Dataset entries:
◇ ◇ ◇

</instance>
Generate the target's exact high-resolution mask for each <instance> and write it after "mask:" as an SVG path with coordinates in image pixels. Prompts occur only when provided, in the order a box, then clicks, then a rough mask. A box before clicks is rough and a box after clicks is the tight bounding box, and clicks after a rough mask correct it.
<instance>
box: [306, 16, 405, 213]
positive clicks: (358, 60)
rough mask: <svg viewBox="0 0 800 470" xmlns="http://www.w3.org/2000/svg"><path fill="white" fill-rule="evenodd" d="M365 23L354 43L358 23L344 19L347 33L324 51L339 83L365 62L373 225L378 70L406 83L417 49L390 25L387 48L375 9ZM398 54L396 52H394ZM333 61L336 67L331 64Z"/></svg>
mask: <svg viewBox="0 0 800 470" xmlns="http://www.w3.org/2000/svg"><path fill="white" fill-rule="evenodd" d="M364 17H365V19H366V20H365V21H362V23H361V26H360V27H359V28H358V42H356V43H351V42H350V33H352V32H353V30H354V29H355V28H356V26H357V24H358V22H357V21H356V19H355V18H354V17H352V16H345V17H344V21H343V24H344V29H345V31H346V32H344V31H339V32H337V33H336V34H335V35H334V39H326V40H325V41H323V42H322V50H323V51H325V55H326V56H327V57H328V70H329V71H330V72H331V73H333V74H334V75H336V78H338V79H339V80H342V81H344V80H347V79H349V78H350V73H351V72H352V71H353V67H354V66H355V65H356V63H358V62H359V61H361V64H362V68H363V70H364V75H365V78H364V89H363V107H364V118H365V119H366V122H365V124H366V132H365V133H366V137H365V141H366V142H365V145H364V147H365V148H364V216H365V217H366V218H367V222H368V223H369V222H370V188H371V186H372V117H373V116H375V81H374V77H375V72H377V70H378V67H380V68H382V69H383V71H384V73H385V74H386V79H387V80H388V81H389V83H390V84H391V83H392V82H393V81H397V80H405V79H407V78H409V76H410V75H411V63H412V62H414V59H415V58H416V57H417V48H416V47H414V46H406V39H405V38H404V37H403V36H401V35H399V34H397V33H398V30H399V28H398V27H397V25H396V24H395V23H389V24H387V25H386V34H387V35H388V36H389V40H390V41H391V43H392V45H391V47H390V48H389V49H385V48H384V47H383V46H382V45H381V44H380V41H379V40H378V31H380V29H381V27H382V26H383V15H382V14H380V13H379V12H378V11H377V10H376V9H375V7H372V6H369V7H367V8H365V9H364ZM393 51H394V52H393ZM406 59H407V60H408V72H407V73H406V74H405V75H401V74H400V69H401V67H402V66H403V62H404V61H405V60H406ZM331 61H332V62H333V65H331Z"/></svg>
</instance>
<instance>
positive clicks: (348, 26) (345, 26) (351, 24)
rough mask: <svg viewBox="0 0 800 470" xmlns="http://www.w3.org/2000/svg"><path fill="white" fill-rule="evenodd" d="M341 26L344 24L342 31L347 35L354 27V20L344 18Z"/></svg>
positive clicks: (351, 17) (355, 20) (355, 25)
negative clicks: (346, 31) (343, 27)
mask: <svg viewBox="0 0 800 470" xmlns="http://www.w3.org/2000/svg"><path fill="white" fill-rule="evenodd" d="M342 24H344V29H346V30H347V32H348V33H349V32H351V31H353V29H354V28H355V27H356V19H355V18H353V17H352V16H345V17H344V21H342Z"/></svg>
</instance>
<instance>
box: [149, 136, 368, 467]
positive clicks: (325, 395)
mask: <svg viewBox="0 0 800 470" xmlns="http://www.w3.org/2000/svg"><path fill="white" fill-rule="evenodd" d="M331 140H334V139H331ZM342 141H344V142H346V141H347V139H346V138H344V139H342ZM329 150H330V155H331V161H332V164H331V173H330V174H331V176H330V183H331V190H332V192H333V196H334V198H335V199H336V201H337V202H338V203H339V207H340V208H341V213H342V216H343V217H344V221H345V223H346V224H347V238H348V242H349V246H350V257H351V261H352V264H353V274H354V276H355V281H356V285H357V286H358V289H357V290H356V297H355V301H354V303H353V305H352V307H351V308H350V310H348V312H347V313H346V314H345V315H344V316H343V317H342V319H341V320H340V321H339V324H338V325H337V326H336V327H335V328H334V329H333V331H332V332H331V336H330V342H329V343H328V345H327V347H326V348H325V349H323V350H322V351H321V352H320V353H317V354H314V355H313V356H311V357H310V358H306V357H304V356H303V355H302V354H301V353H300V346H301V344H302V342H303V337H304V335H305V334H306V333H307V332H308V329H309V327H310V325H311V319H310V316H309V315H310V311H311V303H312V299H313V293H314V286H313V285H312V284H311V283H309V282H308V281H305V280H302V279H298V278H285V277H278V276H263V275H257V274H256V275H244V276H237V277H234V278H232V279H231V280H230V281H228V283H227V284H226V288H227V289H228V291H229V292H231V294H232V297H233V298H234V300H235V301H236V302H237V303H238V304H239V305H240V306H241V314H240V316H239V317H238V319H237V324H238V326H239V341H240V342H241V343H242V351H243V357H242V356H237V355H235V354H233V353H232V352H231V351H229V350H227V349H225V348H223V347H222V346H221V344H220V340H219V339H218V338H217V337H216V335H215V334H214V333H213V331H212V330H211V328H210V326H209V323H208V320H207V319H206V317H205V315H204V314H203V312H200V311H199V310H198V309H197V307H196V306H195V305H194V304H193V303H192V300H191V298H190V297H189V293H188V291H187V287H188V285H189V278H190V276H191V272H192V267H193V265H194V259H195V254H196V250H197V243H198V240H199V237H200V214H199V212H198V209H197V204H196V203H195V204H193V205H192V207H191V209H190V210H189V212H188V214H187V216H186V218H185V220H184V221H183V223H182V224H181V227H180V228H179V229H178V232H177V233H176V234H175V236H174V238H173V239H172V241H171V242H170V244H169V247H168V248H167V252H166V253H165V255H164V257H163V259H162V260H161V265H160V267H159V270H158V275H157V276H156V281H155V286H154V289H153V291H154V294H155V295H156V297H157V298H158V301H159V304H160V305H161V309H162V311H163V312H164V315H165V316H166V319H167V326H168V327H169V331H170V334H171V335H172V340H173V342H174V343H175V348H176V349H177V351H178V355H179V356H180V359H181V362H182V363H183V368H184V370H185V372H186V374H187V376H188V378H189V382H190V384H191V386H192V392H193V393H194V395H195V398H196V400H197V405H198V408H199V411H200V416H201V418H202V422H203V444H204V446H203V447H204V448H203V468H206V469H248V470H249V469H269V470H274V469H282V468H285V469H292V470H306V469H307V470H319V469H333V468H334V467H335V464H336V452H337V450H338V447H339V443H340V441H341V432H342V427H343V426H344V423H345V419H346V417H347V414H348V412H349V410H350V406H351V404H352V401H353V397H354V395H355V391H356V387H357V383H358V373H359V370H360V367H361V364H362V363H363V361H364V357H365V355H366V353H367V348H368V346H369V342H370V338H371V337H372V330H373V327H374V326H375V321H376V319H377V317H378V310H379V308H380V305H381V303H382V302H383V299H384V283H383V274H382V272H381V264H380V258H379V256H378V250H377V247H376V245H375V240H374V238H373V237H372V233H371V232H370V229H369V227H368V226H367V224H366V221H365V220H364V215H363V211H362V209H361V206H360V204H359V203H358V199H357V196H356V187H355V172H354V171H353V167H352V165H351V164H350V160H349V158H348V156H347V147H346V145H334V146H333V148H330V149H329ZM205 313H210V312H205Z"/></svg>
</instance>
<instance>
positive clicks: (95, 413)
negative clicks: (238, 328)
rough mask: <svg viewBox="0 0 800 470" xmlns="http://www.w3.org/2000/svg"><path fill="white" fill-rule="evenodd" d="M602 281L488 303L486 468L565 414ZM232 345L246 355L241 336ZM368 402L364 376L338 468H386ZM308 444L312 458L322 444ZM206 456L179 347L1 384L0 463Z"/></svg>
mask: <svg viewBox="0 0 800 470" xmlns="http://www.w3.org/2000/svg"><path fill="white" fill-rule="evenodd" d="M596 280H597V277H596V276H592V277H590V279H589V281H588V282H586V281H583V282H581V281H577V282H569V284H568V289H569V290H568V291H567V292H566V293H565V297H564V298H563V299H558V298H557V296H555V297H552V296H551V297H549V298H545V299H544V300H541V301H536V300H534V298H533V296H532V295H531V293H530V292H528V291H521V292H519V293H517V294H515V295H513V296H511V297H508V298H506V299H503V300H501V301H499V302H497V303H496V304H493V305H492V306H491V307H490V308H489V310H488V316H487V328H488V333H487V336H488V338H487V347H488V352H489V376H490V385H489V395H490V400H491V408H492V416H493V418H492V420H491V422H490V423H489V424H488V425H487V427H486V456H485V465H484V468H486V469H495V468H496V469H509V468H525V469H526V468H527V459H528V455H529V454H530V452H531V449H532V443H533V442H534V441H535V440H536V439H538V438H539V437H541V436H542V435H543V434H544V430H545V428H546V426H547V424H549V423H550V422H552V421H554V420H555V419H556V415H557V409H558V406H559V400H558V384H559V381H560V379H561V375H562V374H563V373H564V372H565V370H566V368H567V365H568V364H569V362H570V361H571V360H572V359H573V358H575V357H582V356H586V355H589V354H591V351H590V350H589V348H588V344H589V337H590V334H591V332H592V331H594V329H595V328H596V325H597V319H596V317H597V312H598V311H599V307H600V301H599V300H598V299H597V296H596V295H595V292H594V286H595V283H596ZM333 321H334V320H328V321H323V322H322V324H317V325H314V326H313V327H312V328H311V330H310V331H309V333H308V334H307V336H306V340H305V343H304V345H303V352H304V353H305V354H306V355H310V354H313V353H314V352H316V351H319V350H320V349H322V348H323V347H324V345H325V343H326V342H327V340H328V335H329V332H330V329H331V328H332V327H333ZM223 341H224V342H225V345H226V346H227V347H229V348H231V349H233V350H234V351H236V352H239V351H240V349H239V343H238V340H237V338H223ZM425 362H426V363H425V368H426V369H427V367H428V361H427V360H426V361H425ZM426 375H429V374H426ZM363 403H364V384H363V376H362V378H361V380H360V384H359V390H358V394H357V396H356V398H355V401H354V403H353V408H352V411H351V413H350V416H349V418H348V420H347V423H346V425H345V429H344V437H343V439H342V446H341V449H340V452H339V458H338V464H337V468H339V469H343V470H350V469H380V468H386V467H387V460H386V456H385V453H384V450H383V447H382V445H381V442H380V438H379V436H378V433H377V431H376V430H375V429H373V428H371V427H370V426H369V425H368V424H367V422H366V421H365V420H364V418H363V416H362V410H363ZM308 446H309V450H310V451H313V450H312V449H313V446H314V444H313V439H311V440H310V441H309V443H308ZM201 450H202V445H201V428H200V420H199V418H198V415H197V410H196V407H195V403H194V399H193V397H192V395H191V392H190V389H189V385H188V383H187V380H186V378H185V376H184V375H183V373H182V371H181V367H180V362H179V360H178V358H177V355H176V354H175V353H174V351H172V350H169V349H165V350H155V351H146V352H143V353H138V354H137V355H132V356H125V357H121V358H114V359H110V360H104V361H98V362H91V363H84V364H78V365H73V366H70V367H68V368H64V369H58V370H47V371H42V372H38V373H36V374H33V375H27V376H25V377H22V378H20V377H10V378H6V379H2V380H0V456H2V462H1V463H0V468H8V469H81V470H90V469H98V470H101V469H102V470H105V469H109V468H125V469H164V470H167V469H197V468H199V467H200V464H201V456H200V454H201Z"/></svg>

◇ ◇ ◇

§ **Aim of the task**: Rewrite the listing from its first line through the line containing "23L354 43L358 23L344", changing "positive clicks" to "foreground clicks" and leaving everything else as it is.

§ **Solution for this problem**:
</instance>
Generate the target's exact high-resolution mask for each <instance> and write it after "mask:" as an SVG path with coordinates in image pixels. Prompts occur only when provided, in the order a box, then clicks, then a rough mask. A box before clicks is rough and a box after clicks is the tight bounding box, and clicks after a rough mask correct it.
<instance>
box: [306, 16, 405, 213]
foreground clicks: (358, 60)
rough mask: <svg viewBox="0 0 800 470" xmlns="http://www.w3.org/2000/svg"><path fill="white" fill-rule="evenodd" d="M365 23L354 43L358 23L344 19L347 33L324 51L339 83L365 62L373 225L378 70L406 83L417 49L390 25L387 48L375 9ZM398 54L396 52H394ZM333 61L336 67L331 64Z"/></svg>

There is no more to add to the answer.